EXERCISE BRIEF ::
Transcribe, word for word, the line containing "the brick walkway" and each line following it through the end of the listing below. Omit all other lines.
#### WORKING DATA
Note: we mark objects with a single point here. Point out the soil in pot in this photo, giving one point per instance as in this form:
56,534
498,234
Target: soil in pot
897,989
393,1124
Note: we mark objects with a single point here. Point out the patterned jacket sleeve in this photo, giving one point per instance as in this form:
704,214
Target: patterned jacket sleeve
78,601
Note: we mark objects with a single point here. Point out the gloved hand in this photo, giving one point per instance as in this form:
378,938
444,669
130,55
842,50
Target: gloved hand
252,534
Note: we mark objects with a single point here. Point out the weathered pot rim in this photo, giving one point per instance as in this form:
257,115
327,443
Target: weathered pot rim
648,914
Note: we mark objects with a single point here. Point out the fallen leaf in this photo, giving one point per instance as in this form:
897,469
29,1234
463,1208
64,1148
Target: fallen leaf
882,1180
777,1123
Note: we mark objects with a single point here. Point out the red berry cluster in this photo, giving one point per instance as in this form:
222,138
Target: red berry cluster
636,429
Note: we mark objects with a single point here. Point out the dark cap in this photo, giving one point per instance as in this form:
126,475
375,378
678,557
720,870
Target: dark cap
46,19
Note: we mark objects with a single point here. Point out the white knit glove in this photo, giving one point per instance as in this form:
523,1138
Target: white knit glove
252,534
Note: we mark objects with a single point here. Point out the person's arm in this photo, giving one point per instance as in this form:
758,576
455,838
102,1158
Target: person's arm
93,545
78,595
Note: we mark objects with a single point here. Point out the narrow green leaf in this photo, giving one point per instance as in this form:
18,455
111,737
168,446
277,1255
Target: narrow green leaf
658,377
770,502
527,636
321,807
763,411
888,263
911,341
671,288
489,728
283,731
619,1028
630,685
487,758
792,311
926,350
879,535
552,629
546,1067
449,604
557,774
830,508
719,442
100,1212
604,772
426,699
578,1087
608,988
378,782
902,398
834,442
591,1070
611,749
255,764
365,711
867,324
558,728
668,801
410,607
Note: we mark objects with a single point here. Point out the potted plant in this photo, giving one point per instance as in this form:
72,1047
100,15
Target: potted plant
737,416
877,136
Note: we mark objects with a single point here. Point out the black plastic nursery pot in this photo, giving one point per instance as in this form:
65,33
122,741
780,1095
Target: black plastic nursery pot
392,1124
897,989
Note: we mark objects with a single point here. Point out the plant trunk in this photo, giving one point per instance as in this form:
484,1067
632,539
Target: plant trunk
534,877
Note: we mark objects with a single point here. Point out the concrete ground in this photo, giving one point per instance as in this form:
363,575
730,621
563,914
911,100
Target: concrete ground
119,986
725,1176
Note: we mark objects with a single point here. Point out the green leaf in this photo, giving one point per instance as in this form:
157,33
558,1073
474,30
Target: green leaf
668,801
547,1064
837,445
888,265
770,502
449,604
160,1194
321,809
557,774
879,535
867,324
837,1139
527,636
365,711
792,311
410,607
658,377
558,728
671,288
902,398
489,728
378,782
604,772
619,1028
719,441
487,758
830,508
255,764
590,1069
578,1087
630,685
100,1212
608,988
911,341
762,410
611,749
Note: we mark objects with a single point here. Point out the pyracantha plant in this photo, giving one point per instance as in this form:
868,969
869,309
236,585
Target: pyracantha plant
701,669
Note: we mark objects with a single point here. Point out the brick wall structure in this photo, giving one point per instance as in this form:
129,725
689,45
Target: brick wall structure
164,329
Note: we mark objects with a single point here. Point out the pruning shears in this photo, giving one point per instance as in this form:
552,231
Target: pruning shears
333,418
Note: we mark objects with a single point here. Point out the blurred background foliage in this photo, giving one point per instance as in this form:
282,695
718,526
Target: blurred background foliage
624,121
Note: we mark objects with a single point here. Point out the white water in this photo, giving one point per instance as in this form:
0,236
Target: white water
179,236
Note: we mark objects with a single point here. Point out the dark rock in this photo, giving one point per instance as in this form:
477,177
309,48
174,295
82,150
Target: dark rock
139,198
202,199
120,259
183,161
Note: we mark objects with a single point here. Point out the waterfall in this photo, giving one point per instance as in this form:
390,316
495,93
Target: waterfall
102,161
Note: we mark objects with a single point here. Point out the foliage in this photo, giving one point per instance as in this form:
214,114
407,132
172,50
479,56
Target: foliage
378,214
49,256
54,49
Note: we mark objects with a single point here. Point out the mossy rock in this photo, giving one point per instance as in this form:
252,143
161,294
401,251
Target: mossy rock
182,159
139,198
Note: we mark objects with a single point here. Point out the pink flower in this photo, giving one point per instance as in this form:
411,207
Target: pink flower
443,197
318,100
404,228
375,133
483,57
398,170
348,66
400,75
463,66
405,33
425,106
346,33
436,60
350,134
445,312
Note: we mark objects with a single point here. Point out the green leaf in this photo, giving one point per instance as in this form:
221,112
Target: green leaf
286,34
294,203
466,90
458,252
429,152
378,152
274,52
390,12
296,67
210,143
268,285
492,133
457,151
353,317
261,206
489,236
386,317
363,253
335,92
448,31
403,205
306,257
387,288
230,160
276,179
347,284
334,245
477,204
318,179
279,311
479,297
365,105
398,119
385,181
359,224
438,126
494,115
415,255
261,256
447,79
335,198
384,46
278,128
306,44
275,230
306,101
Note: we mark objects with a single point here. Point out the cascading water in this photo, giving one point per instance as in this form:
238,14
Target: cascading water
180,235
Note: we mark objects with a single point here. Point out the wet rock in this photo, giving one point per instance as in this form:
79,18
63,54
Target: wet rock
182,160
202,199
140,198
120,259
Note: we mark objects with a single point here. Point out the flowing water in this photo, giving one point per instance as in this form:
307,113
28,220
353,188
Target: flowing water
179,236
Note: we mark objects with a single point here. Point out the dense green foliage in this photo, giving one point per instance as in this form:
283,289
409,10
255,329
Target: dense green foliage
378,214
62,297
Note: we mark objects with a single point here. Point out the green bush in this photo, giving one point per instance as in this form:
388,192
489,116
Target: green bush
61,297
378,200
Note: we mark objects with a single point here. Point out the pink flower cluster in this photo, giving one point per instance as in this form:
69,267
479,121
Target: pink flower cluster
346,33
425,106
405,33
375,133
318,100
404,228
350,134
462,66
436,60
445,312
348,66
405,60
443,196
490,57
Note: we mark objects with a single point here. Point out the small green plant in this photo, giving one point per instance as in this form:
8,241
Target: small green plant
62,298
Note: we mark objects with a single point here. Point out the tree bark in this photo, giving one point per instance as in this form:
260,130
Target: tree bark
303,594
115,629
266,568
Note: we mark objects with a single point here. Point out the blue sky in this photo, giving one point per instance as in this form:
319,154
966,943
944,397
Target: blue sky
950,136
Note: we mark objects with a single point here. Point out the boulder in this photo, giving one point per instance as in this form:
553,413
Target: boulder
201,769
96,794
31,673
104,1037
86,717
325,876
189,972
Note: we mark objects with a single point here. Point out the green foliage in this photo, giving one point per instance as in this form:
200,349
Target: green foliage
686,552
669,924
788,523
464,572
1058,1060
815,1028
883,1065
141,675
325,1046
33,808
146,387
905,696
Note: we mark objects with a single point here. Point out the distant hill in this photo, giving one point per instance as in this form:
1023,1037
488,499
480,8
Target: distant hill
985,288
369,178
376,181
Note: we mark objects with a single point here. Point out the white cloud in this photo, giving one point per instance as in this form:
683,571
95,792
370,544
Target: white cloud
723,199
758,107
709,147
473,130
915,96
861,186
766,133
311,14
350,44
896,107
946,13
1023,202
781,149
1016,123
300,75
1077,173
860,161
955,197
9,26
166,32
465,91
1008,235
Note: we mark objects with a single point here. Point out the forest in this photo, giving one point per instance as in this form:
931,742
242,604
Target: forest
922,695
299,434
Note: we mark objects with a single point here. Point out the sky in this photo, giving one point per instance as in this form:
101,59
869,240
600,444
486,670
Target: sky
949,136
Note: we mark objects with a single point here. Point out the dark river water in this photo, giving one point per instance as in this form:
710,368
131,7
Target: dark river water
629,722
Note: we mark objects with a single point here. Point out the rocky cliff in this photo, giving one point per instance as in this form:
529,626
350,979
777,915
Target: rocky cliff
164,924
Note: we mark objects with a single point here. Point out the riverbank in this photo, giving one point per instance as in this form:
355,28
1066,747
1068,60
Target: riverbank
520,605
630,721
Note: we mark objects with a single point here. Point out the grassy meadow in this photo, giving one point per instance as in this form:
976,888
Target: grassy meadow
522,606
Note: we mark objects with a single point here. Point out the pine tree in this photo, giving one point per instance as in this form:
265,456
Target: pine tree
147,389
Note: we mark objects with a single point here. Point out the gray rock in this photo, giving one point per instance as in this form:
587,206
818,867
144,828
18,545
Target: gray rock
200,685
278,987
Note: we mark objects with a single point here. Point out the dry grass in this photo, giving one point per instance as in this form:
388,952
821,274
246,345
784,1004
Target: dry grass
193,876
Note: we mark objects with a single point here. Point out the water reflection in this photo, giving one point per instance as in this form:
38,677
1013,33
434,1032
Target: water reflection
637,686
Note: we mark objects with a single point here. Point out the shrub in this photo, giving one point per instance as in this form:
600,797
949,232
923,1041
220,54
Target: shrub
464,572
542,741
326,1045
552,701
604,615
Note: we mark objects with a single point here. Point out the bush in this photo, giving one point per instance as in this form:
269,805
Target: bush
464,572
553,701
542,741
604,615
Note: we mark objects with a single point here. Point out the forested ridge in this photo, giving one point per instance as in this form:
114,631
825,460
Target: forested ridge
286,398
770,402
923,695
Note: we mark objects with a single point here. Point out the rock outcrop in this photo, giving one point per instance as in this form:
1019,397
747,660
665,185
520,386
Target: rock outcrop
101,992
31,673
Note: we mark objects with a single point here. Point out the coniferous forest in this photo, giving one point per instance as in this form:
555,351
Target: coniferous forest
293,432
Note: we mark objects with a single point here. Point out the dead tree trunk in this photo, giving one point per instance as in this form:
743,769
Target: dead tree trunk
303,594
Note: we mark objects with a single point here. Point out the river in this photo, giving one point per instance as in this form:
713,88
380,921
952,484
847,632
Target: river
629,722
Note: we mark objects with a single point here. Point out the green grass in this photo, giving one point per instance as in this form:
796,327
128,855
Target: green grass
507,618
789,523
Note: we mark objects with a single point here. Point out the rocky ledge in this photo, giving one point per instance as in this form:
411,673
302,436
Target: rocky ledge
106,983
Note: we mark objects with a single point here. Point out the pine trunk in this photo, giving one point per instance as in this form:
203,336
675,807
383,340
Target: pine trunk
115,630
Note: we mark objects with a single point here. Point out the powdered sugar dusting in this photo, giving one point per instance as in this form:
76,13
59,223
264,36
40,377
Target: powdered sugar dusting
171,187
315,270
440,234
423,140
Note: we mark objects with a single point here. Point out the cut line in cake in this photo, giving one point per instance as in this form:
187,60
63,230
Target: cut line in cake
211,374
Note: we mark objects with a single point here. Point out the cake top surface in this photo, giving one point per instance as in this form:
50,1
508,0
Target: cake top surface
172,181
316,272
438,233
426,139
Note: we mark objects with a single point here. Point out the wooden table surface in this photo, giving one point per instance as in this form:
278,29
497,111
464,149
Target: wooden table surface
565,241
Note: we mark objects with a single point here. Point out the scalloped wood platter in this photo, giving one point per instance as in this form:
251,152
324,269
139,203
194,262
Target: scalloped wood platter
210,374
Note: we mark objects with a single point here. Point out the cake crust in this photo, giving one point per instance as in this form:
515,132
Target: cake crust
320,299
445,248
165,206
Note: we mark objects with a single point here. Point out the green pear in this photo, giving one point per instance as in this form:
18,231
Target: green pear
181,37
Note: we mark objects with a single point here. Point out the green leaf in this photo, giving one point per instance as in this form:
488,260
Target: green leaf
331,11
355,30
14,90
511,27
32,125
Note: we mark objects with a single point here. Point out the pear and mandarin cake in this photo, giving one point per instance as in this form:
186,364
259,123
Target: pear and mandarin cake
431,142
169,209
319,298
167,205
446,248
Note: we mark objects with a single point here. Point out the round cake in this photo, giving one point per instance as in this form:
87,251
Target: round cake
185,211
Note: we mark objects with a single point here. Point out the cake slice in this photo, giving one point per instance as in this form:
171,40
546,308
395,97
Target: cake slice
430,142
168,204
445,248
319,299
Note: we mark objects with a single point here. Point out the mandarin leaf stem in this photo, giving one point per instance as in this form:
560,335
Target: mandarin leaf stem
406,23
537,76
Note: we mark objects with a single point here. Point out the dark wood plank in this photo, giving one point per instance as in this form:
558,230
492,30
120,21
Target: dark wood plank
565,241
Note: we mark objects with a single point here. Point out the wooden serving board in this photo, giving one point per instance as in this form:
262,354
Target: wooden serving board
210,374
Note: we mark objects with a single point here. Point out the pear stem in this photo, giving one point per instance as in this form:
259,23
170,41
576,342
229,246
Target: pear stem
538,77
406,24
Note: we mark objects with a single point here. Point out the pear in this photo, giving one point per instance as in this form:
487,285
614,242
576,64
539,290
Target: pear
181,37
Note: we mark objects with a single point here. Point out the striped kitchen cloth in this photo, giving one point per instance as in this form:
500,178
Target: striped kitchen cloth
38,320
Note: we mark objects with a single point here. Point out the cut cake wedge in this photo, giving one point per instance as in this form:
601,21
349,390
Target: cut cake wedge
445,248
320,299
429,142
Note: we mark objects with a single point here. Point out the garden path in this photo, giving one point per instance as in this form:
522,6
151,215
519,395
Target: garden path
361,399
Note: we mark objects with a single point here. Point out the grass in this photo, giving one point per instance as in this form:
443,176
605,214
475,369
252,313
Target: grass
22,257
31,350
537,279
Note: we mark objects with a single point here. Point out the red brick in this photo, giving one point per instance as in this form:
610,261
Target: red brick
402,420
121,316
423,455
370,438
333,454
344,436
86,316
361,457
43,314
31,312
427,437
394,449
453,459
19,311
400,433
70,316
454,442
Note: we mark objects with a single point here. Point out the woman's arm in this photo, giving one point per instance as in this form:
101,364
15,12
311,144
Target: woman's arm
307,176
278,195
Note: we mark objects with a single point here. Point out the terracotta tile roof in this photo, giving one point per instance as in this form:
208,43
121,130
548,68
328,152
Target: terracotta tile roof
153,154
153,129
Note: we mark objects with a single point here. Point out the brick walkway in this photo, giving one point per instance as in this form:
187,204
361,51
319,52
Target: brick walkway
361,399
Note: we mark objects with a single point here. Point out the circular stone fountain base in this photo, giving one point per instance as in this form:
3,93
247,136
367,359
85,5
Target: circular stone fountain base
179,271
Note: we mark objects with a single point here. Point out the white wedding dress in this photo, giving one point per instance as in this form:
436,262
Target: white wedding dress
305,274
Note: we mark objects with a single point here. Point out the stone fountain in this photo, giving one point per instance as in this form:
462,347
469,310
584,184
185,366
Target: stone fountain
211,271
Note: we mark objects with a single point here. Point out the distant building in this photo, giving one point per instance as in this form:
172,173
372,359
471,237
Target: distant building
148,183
########
RESPONSE BELOW ::
Note: we mark objects with a single point here. Point out the brick walkway in this photo, giving one point per instance as in this form:
187,204
361,51
319,52
Target: brick walkway
361,399
Note: we mark objects with a single point here. Point out the circular stone fountain base in this photo, giving one point per instance as in this form:
3,93
247,136
367,359
85,5
Target: circular stone fountain base
179,271
Note: we mark objects with a single point here. Point out the white wedding dress in this photo, giving one point per instance as in this form:
436,262
Target: white wedding dress
305,274
Note: we mark objects with a single point here. Point out the stone fountain in this photo, giving one point per instance as in this form:
462,347
469,310
584,184
185,366
Target: stone fountain
211,271
Note: we mark objects with a single point here. Point out the distant building in this photo, giving one point per instance as in this form:
172,173
372,359
471,237
Target: distant building
148,183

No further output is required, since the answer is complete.